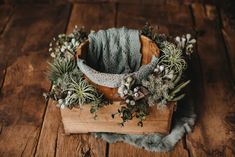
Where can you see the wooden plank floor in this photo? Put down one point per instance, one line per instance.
(29, 126)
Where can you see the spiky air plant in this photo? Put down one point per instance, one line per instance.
(162, 86)
(58, 68)
(172, 57)
(80, 92)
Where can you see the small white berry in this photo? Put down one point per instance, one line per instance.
(132, 102)
(136, 94)
(129, 79)
(161, 68)
(136, 89)
(62, 106)
(188, 36)
(60, 101)
(125, 92)
(177, 39)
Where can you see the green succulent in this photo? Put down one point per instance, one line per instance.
(58, 68)
(81, 92)
(172, 57)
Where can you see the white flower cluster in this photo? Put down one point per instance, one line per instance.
(186, 43)
(127, 92)
(168, 74)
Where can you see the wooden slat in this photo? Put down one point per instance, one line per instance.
(24, 47)
(5, 14)
(228, 31)
(172, 20)
(123, 149)
(214, 132)
(81, 121)
(95, 16)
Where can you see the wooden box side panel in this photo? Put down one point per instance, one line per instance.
(82, 121)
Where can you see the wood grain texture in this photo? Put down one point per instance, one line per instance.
(24, 51)
(5, 15)
(166, 16)
(214, 132)
(228, 31)
(52, 130)
(92, 16)
(171, 21)
(82, 121)
(123, 149)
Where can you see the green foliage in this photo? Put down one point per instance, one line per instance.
(172, 57)
(81, 92)
(58, 68)
(70, 88)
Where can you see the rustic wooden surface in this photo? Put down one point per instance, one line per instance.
(81, 121)
(29, 126)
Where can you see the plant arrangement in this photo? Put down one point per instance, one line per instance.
(71, 89)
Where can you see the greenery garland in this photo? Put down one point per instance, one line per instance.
(70, 88)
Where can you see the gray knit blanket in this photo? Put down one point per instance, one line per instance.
(114, 54)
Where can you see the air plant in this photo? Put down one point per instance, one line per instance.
(58, 68)
(185, 43)
(162, 86)
(81, 92)
(172, 57)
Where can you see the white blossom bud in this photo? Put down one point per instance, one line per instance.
(125, 92)
(161, 68)
(188, 36)
(132, 102)
(136, 89)
(129, 79)
(177, 39)
(136, 94)
(60, 101)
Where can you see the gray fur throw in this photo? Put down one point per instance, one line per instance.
(183, 121)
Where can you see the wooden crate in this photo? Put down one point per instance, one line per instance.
(82, 121)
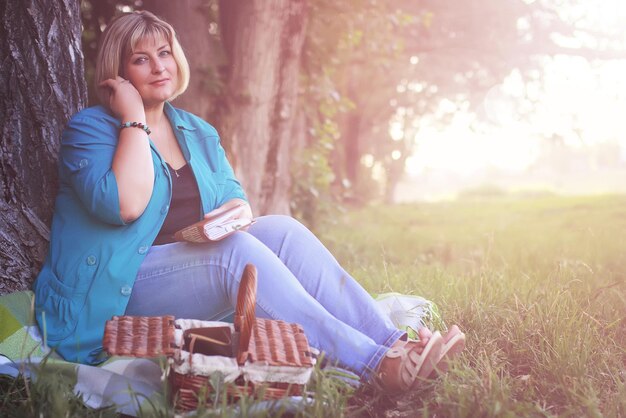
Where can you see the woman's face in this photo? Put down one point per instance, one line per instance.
(152, 70)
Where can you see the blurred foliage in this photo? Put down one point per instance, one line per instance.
(369, 65)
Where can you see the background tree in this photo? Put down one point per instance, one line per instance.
(41, 86)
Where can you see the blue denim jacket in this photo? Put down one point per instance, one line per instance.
(94, 256)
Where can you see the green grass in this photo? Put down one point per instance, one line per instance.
(537, 284)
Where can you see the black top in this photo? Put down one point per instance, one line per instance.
(184, 206)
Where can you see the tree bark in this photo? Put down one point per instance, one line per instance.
(263, 40)
(41, 85)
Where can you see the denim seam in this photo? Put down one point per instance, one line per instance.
(372, 365)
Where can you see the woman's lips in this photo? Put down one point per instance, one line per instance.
(160, 82)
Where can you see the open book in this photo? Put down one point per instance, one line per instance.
(215, 228)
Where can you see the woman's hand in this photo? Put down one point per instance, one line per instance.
(124, 100)
(132, 163)
(246, 211)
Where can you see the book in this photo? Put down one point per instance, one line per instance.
(217, 227)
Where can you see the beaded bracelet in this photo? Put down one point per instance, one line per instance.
(136, 125)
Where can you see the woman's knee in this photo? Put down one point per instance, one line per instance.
(278, 225)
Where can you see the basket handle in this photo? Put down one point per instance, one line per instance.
(244, 311)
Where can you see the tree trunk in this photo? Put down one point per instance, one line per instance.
(190, 19)
(41, 86)
(263, 40)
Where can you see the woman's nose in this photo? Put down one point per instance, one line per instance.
(158, 67)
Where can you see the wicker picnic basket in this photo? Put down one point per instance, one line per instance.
(265, 358)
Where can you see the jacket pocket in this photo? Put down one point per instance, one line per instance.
(59, 306)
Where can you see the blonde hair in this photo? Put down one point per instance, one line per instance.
(121, 37)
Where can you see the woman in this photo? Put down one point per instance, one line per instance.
(137, 169)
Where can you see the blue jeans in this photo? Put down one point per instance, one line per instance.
(298, 281)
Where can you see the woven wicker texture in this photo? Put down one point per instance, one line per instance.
(139, 336)
(279, 343)
(276, 343)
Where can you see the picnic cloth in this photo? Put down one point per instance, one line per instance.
(136, 386)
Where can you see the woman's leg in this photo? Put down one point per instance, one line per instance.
(201, 281)
(322, 276)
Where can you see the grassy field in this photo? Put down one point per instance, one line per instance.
(538, 285)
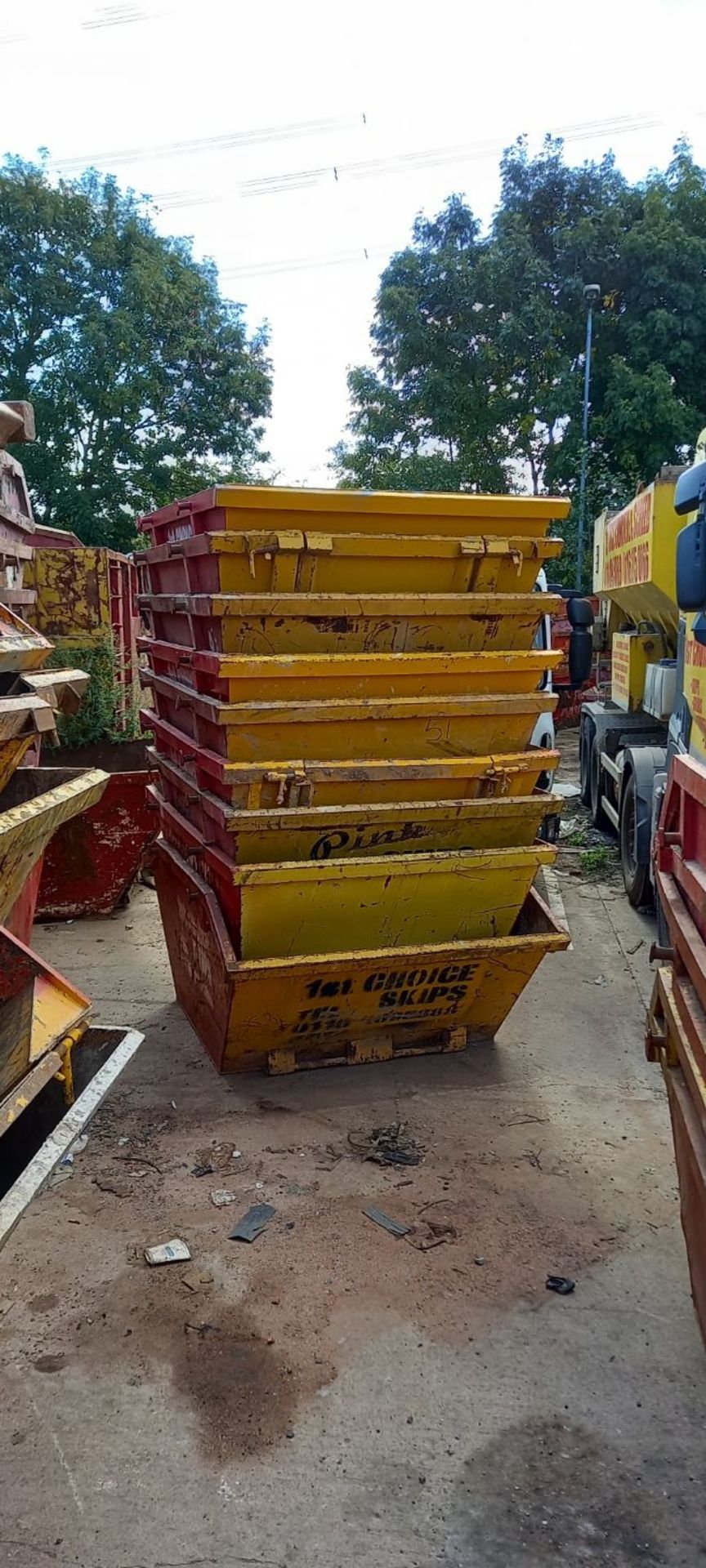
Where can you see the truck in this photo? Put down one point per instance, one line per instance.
(623, 739)
(644, 773)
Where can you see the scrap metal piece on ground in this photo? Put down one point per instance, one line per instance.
(175, 1252)
(391, 1145)
(253, 1223)
(561, 1285)
(394, 1227)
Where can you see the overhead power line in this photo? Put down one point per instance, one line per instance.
(206, 145)
(404, 162)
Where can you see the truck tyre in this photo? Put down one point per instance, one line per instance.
(636, 877)
(598, 816)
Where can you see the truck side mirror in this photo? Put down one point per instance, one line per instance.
(579, 613)
(690, 565)
(689, 488)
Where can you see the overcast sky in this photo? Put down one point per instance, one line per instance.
(297, 141)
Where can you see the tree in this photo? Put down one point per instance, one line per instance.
(143, 378)
(479, 339)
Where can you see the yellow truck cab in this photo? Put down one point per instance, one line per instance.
(623, 739)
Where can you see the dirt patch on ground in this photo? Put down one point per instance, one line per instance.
(549, 1491)
(242, 1388)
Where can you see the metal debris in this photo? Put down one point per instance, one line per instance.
(561, 1285)
(173, 1252)
(253, 1223)
(394, 1227)
(391, 1145)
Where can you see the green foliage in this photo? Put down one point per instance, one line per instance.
(143, 378)
(598, 862)
(98, 717)
(479, 339)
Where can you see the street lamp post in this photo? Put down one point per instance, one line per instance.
(592, 294)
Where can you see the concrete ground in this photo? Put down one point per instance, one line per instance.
(332, 1396)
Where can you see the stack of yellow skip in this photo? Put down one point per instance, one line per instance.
(344, 687)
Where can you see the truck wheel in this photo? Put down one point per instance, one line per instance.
(588, 741)
(636, 877)
(598, 816)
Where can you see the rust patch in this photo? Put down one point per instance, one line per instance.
(42, 1303)
(51, 1363)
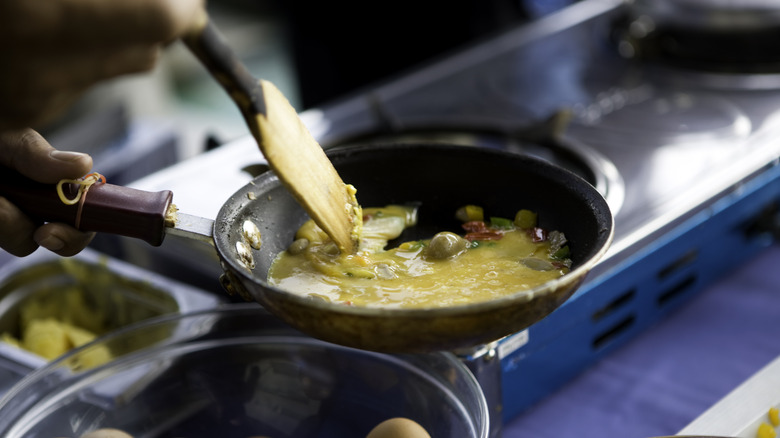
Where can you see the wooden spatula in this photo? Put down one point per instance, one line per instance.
(291, 151)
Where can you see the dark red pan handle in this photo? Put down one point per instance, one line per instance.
(105, 208)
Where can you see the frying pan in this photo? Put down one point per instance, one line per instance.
(439, 178)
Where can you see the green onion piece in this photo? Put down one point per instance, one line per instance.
(561, 254)
(525, 219)
(470, 213)
(500, 222)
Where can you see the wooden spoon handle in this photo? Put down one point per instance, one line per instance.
(105, 208)
(291, 151)
(208, 45)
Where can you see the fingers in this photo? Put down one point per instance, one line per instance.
(92, 23)
(30, 154)
(53, 51)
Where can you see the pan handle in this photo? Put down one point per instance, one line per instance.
(104, 207)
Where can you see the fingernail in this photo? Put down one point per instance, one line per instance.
(67, 155)
(52, 243)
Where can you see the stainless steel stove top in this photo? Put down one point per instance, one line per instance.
(661, 144)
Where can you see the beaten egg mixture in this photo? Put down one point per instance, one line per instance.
(488, 259)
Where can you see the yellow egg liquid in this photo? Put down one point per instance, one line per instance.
(405, 277)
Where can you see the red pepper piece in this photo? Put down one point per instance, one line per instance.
(537, 234)
(475, 226)
(484, 235)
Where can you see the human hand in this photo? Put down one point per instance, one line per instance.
(31, 155)
(53, 51)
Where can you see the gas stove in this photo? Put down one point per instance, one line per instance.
(686, 158)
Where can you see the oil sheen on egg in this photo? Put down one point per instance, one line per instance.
(398, 428)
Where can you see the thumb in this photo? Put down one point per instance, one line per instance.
(30, 154)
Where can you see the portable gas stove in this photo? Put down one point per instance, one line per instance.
(687, 159)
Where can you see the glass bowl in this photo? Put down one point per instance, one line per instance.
(239, 372)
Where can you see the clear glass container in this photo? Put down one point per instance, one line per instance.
(238, 372)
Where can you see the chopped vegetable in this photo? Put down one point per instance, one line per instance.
(525, 219)
(500, 222)
(469, 213)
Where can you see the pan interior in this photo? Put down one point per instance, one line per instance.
(440, 179)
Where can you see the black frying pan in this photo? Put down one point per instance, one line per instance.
(440, 178)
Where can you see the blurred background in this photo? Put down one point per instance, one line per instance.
(314, 52)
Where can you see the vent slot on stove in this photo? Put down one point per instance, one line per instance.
(685, 260)
(676, 290)
(619, 302)
(613, 332)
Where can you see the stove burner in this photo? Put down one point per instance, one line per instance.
(567, 153)
(714, 47)
(743, 51)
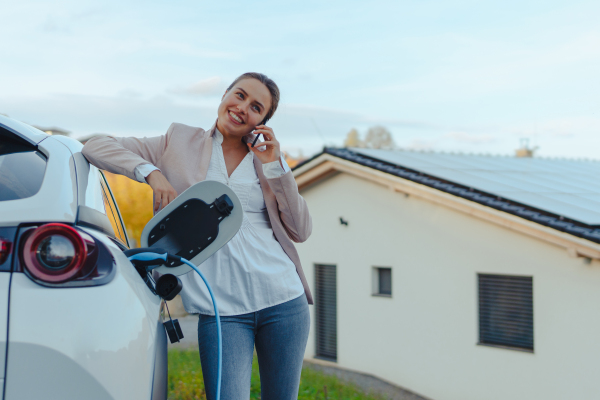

_ _ _ _

▸ Given instruction: Could you lay out every line from the one containing "Where can you see the pan interior" through the end of the items as a numbered list, skipping any blank lines and leaving the pictures out?

▸ Expected output:
1. Where can you see the pan interior in this photo? Put down one point per instance, one line per instance.
2. (440, 179)
3. Where can you see the black frying pan in this photo? Put down one point per instance, one line per instance.
4. (440, 178)
5. Where can you see the blurred background in this photo? Put down one point per instance, one line per instance.
6. (314, 52)
7. Where can you see the vent slot on stove in this photo? Put down one point per instance, one line per instance.
8. (685, 260)
9. (676, 290)
10. (619, 302)
11. (613, 332)
12. Where can you see the stove burner in this photo? Put down one point per instance, one line per instance.
13. (567, 153)
14. (714, 47)
15. (743, 51)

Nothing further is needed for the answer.